*** EXTRACTED TEXT

Re: [htdig] Suse 6.2 + htdig 3.1.5


Subject: Re: [htdig] Suse 6.2 + htdig 3.1.5
From: Geoff Hutchison (ghutchis@wso.williams.edu)
Date: Tue May 02 2000 - 14:20:48 PDT


At 11:19 PM +0300 5/2/00, Peter L. Peres wrote:
>the parent directory in any index. Since some directories which I index
>are not under the html root, the htdig actually tried to climb the whole
>directory tree up to '/' (a couple of GBs of disks) !!!

Aha. Good to hear that you figured it out. I'm still curious on the
"duplicate" issue though--do you actually see duplicate URLs?

>How can I do this ? (I will eventually hack it into the source - later). A
>pointer to the relevant source file/idea will be welcome. What is needed,

No need to hack the source. Try something like this:

start_url: http://localhost/docs/foo/
limit_urls_to: /docs/foo/ /docs/bar/ [etc]

>i.e. if page /a/b/c/d is indexed, then if it contains any hrefs:
>/a/b/c, /a/b or /a, they are to be ignored. However, /a/b/f should not be
>ignored, nor /a/b/c/e etc.

******
*** DATA SHOWN

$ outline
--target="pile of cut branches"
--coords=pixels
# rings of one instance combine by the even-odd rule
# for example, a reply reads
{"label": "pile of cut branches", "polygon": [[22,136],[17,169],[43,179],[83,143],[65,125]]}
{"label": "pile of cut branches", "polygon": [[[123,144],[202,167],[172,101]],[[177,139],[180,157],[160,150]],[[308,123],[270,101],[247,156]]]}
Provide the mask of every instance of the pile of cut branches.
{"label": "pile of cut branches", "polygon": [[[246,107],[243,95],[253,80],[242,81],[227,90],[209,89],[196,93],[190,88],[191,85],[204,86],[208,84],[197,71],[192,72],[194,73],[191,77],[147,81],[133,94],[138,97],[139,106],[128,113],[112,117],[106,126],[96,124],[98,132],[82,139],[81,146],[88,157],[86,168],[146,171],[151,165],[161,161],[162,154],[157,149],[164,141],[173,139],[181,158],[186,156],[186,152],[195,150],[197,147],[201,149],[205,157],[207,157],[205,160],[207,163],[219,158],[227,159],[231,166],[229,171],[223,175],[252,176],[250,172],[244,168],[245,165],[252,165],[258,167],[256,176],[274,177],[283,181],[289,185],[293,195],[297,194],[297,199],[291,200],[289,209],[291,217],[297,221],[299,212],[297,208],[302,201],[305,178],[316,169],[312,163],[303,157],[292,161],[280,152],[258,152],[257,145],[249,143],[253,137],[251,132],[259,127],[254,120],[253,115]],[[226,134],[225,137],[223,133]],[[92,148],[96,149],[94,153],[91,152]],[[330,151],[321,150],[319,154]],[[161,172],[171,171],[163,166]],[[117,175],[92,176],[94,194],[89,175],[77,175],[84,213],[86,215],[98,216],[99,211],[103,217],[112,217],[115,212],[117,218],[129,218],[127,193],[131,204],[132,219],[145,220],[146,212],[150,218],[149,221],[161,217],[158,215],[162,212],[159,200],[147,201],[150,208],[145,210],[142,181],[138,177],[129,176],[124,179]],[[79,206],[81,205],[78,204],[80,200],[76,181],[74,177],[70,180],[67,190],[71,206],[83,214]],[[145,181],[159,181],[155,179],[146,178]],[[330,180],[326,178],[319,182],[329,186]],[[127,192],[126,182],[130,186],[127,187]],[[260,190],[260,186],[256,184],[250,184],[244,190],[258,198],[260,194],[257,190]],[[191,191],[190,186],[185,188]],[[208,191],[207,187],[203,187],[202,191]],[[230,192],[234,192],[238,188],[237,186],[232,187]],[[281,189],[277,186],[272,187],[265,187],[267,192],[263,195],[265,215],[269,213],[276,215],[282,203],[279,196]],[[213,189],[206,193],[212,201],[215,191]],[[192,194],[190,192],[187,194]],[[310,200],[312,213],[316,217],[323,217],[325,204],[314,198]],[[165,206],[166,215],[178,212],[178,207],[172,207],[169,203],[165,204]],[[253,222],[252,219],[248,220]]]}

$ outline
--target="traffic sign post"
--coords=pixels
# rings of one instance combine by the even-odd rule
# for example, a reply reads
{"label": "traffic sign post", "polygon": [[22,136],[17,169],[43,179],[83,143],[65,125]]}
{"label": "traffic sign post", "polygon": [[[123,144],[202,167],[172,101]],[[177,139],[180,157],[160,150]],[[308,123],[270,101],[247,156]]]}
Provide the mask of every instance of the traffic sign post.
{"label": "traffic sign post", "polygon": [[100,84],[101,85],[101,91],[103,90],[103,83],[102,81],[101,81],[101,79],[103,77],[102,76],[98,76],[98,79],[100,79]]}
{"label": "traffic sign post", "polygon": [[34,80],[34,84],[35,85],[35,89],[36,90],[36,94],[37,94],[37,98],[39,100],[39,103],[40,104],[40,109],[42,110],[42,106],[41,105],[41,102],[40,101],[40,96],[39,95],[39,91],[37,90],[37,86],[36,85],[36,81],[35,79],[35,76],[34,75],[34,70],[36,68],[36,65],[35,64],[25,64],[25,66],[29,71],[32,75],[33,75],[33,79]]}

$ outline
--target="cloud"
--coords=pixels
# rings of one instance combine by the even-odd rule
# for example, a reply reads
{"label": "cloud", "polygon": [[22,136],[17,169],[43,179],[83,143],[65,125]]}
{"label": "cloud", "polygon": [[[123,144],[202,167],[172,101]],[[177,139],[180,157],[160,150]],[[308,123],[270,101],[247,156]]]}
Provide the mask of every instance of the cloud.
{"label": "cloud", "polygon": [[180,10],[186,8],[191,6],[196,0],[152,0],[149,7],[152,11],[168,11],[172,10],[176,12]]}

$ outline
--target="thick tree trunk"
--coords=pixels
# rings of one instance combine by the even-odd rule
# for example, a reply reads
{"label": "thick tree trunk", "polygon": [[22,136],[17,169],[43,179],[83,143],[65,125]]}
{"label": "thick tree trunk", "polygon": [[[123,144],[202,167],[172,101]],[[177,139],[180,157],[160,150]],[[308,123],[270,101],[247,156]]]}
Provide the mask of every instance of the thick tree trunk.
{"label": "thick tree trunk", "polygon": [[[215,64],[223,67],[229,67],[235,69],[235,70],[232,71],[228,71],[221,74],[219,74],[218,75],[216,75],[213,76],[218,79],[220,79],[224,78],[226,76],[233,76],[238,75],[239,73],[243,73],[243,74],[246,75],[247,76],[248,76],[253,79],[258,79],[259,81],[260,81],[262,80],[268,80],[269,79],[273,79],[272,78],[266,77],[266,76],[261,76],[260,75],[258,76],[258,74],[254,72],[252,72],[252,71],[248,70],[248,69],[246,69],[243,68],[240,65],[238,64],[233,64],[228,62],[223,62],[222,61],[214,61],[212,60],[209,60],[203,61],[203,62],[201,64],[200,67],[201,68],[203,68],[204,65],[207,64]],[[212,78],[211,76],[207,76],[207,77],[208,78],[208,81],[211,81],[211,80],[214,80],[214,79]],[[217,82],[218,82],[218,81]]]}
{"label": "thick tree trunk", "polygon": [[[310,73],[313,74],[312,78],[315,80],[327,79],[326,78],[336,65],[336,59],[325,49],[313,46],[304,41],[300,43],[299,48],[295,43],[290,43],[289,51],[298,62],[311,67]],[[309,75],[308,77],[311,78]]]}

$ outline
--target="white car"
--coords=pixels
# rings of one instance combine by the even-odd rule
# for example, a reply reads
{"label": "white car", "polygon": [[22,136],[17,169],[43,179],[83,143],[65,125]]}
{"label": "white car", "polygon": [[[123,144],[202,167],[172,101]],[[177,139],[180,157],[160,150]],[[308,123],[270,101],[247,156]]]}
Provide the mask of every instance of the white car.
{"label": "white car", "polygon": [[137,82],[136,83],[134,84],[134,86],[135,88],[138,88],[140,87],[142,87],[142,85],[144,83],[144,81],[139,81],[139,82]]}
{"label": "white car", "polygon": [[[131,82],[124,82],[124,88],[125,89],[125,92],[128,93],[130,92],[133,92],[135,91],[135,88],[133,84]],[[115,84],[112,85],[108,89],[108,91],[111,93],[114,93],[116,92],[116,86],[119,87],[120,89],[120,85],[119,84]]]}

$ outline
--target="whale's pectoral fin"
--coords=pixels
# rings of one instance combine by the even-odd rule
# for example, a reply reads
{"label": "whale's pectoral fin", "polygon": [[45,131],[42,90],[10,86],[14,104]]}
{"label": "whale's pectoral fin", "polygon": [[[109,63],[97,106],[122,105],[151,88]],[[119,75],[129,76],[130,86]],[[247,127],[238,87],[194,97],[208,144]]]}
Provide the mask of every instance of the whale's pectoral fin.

******

## GIVEN TASK 1:
Could you copy, word for word, the stretch of the htdig mailing-list message from "At 11:19 PM" through "of disks) !!!"?
## GIVEN TASK 2:
How would the htdig mailing-list message go on after its last line? Continue it.

## OUTPUT 1:
At 11:19 PM +0300 5/2/00, Peter L. Peres wrote:
>the parent directory in any index. Since some directories which I index
>are not under the html root, the htdig actually tried to climb the whole
>directory tree up to '/' (a couple of GBs of disks) !!!

## OUTPUT 2:
Sure. You just want to set the limit_urls_to and exclude_urls as
appropriate. Both accept multiple strings. If a URL matches any
pattern in limit_urls_to and DOESN'T match a pattern in exclude_urls,
it will be added to the "TODO" list.
See <http://www.htdig.org/attrs.html#limit_urls_to> and
<http://www.htdig.org/attrs.html#exclude_urls>

Absolute and relative URLs are resolved before they are compared with
the limits. So a URL of '/' would become http://localhost/ and would
be ignored. Similarly, a URL of '../' would become
http://localhost/docs/ and would be ignored. Neither one has a
pattern that matches in limit_urls_to.

If you wanted to restrict indexing to the /docs/ directory but wanted
to exclude a specific directory (like Java), you could do:

start_url: http://localhost/docs/
limit_urls_to: /docs/
exclude_urls: /docs/java/

>The way things are now, if one would index a page on geocities, f.ex., one
>would index the whole geocities, since each geocities page contains a

No, this isn't true. See above. Actually the default for
limit_urls_to is: limit_urls_to: ${start_url}

So if you only wanted to index everything in the htdig.org mailing
list archives, you'd just set:
start_url: http://www.htdig.org/mail/

Every URL that doesn't match this prefix will be ignored.
Effectively, you've limited the indexing to only that directory and
its subdirectories (i.e. each year and month).

My guess is that your limit_urls_to is a bit liberal. As I asked
earlier, what does your config file look like?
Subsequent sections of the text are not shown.